**Instruction**
Pull out each line of the records below that contains the string "pole", matching case exactly.

**Raw records**
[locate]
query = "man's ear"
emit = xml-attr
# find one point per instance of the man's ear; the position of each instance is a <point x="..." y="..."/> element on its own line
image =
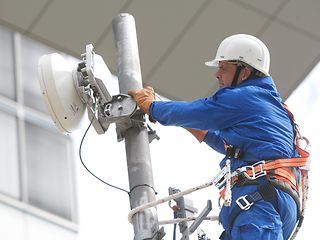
<point x="245" y="73"/>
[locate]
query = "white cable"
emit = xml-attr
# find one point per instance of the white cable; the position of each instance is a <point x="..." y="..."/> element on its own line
<point x="166" y="199"/>
<point x="228" y="194"/>
<point x="177" y="220"/>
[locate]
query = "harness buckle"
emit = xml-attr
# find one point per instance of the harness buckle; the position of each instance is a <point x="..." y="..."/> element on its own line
<point x="243" y="203"/>
<point x="220" y="179"/>
<point x="256" y="170"/>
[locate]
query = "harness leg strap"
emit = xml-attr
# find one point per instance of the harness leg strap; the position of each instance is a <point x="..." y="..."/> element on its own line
<point x="265" y="192"/>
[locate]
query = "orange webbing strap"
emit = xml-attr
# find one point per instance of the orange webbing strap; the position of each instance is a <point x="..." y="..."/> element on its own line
<point x="287" y="175"/>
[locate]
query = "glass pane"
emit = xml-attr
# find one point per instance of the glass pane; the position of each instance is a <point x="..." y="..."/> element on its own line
<point x="49" y="173"/>
<point x="31" y="51"/>
<point x="9" y="167"/>
<point x="7" y="83"/>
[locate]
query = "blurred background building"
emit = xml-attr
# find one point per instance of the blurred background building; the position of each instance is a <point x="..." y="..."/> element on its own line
<point x="44" y="192"/>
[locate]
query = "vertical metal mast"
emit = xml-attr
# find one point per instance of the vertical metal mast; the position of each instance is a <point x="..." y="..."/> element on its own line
<point x="136" y="137"/>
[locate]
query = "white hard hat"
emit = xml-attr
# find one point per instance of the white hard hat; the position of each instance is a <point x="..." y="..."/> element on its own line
<point x="244" y="48"/>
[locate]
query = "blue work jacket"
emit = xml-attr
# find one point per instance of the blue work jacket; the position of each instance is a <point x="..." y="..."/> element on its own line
<point x="250" y="117"/>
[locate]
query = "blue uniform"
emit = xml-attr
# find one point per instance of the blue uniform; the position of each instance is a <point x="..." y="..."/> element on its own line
<point x="250" y="117"/>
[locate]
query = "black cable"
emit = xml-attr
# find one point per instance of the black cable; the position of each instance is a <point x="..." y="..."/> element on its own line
<point x="80" y="147"/>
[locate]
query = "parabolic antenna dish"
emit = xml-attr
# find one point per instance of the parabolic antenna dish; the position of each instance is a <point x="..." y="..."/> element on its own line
<point x="56" y="78"/>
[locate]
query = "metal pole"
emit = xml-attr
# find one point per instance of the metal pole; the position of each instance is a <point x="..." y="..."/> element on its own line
<point x="145" y="223"/>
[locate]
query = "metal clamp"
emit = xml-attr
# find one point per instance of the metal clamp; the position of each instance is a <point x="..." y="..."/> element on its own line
<point x="243" y="203"/>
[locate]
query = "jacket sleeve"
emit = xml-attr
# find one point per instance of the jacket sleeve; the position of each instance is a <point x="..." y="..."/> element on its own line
<point x="213" y="113"/>
<point x="215" y="141"/>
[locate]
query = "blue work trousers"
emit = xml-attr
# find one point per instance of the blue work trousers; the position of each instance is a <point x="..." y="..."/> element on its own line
<point x="263" y="220"/>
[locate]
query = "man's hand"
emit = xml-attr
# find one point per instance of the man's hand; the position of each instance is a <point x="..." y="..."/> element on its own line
<point x="198" y="134"/>
<point x="144" y="97"/>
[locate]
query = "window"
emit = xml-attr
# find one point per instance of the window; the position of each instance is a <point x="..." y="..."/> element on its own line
<point x="7" y="86"/>
<point x="36" y="161"/>
<point x="9" y="167"/>
<point x="49" y="184"/>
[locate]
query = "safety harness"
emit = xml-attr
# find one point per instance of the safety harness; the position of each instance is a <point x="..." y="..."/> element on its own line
<point x="287" y="174"/>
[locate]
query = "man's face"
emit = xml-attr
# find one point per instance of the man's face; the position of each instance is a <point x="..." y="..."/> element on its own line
<point x="225" y="73"/>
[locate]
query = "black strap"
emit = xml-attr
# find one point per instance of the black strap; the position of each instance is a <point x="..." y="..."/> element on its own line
<point x="265" y="192"/>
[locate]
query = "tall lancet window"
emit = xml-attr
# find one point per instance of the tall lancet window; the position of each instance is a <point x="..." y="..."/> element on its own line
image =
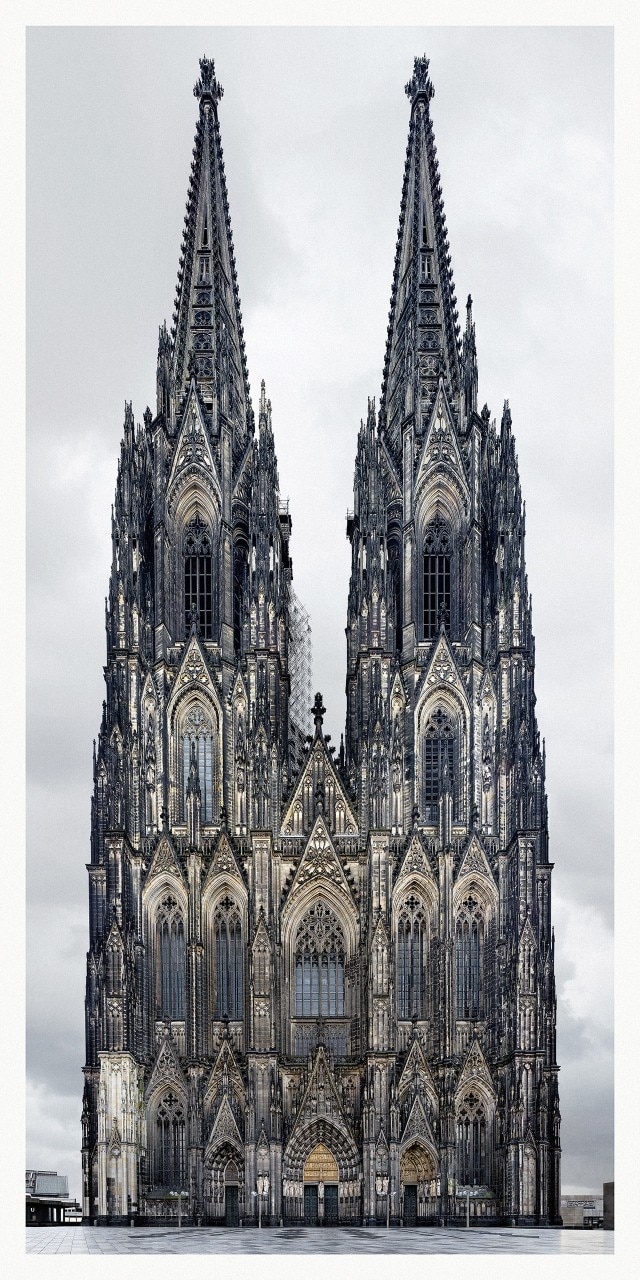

**Task answer**
query = "metal pole"
# find one point per instance of the metal pole; the position of each instance is a <point x="..." y="..."/> element on its own line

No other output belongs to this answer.